**What is needed:** Could you reproduce, exactly as written, every line from the one containing "Please drop a marker on every instance of the brown" through the last line of the records, and nothing else?
Start of Raw data
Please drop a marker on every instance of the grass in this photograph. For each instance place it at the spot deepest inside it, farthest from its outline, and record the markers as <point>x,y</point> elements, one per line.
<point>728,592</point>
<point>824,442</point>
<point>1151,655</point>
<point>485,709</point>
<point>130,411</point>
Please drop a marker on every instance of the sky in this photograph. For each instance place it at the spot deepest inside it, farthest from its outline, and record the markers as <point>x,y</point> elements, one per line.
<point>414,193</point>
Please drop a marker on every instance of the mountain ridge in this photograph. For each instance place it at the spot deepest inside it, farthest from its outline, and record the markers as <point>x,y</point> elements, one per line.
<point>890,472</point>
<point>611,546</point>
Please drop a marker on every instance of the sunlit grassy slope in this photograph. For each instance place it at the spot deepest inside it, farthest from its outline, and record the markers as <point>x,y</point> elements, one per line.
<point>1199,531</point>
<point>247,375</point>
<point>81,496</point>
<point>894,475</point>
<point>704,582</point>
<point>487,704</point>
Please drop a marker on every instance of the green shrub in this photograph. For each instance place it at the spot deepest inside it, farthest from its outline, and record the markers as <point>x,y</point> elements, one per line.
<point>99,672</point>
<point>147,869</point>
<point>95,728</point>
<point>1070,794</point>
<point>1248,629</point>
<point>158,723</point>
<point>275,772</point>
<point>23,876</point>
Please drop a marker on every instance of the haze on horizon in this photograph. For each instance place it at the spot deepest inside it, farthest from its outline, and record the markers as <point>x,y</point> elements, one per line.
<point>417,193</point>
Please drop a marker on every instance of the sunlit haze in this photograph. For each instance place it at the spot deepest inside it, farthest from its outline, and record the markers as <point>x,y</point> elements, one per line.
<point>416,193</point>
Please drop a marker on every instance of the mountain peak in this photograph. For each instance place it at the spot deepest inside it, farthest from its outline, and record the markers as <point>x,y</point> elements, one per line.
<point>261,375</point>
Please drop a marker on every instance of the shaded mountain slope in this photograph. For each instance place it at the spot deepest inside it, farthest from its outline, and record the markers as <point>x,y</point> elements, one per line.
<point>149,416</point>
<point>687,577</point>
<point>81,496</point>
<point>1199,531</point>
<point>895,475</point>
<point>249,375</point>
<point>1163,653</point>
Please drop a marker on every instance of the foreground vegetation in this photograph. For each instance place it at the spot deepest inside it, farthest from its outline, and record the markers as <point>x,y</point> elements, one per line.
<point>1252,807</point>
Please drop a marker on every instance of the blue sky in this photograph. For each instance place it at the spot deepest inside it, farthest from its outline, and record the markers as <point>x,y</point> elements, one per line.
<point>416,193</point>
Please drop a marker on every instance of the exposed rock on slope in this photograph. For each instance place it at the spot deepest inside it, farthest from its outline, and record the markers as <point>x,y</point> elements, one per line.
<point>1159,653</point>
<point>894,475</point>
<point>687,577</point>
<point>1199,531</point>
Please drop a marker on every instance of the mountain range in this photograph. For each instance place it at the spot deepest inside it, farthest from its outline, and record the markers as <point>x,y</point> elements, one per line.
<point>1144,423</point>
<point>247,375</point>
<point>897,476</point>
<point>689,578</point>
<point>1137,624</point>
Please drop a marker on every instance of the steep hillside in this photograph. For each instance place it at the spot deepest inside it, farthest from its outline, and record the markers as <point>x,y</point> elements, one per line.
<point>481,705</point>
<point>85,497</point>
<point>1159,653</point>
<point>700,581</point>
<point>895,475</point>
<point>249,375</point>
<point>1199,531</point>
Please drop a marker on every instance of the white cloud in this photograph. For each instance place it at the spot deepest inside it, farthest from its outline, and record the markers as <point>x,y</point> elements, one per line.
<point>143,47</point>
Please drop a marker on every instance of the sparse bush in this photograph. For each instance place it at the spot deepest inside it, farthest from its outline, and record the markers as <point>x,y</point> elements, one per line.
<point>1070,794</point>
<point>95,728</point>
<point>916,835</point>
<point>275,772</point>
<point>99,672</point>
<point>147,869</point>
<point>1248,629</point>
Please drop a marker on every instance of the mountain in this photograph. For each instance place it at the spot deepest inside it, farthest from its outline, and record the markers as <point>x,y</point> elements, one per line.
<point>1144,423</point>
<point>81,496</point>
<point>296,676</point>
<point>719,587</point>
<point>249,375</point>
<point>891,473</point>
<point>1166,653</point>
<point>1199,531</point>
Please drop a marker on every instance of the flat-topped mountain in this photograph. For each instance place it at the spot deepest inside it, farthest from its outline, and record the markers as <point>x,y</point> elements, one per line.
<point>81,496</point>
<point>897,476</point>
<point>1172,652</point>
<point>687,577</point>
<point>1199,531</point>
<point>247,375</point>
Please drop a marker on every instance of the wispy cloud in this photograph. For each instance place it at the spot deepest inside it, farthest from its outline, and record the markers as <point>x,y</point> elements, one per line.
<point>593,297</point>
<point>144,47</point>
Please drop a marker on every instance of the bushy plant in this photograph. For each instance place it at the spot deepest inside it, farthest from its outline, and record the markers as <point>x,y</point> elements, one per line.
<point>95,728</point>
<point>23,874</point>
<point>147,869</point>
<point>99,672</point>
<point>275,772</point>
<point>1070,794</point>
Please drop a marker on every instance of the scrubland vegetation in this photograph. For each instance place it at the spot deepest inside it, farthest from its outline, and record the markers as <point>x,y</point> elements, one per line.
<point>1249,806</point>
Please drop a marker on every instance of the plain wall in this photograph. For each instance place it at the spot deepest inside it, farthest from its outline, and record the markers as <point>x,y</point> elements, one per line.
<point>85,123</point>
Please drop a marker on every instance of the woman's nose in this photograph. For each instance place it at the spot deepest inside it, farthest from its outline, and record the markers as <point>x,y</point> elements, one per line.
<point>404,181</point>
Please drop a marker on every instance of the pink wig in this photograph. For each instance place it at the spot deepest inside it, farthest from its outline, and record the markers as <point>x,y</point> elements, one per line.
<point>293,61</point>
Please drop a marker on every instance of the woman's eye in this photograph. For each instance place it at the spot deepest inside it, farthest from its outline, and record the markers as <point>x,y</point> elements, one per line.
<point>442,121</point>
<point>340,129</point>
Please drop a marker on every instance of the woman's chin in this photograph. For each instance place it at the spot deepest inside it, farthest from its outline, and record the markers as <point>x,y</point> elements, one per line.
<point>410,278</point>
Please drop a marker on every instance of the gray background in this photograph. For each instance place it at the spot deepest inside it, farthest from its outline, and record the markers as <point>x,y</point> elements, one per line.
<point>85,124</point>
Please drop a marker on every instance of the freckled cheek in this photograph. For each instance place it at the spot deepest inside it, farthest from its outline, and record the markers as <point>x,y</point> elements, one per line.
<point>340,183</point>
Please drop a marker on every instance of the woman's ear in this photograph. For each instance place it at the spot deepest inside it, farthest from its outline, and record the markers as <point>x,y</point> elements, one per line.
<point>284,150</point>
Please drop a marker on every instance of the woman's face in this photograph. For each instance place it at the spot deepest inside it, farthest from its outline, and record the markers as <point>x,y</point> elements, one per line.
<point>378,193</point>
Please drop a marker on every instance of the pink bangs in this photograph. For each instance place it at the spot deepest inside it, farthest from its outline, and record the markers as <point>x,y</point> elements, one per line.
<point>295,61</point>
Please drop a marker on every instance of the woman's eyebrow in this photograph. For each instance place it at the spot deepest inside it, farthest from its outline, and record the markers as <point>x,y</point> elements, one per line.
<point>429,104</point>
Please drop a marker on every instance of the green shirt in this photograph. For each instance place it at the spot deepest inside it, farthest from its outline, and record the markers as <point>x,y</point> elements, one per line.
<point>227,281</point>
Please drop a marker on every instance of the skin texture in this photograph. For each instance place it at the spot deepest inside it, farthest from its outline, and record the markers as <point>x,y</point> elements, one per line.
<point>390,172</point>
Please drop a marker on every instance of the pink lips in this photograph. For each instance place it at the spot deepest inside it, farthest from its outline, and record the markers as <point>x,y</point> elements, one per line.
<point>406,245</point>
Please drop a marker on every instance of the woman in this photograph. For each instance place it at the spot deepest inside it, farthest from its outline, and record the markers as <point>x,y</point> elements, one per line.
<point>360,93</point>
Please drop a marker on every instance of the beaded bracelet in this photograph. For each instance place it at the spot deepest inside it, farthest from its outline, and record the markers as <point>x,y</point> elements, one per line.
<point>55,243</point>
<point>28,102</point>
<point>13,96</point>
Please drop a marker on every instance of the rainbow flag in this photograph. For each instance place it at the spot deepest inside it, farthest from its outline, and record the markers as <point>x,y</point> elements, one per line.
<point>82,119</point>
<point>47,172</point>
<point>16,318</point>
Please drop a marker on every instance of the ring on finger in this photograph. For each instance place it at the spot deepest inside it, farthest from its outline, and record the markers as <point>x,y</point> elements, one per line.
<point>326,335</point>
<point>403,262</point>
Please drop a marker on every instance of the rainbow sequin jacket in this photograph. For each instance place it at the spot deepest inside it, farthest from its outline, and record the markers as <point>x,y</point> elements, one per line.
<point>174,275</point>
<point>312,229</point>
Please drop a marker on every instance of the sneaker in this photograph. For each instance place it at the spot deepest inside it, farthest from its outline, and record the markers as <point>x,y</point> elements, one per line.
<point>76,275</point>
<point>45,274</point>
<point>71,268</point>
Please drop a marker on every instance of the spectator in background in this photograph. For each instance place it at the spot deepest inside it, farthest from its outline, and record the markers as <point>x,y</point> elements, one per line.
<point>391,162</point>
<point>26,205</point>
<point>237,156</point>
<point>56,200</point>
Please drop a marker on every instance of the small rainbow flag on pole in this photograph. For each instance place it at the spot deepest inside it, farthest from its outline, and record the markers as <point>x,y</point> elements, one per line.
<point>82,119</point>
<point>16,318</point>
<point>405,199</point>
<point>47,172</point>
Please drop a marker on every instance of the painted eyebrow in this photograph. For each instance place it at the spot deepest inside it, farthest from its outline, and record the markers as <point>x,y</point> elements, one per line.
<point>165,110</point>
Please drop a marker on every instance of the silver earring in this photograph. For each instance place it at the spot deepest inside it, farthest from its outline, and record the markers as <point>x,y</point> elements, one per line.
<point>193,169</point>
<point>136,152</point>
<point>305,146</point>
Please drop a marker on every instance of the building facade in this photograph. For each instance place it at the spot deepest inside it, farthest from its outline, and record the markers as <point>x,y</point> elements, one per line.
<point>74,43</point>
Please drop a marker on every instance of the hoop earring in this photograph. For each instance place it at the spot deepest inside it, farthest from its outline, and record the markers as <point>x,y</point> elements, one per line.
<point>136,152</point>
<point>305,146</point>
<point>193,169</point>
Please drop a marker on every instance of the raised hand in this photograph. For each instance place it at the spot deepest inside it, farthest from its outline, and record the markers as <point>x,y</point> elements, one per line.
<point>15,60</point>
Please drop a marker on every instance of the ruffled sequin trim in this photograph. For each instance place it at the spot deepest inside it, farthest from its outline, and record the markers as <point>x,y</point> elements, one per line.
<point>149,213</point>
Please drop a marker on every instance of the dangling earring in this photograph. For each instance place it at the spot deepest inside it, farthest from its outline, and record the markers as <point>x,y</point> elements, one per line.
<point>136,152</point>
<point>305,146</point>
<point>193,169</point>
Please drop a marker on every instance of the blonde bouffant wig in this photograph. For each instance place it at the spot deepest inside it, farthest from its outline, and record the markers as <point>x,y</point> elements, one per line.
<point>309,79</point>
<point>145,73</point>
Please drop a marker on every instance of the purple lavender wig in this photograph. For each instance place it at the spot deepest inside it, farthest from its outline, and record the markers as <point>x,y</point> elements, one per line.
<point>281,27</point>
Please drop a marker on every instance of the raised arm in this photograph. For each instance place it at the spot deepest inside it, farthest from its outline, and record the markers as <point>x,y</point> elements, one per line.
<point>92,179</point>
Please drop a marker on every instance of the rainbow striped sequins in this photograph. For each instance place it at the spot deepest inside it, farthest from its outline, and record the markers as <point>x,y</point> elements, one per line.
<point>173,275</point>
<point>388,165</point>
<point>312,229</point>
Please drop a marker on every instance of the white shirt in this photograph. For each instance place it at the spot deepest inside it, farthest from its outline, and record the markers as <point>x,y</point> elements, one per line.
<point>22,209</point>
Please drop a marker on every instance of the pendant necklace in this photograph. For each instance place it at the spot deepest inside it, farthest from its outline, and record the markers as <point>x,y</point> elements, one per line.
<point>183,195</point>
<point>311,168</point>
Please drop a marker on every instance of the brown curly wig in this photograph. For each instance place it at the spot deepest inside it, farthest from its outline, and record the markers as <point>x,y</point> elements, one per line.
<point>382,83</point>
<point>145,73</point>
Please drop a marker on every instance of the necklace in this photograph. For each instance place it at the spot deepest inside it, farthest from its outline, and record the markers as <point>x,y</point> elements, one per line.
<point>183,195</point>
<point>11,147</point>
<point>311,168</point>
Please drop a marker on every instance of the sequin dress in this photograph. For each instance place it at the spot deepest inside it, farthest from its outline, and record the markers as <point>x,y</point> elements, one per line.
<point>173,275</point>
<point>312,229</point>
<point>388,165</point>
End of Raw data
**Final answer:**
Please drop a marker on every instance of the brown curly wig in this photograph. For each instance place it at the spot deepest inside it, farthest from its outline, and record the markers as <point>x,y</point> elements, one per line.
<point>382,83</point>
<point>145,73</point>
Please drop a marker on every instance of the necklace in this photograph. For each instance place it at the spot deepest inside it, farthest from its outline, and record the markers as <point>x,y</point> elements, one per line.
<point>183,195</point>
<point>11,147</point>
<point>311,168</point>
Please drop a marker on every instance of the sequin dress in this photograph. For each instance place it at the spot deepest inside it, farthest from its outline, and record the markers as <point>x,y</point> elements, one per line.
<point>173,275</point>
<point>312,229</point>
<point>388,165</point>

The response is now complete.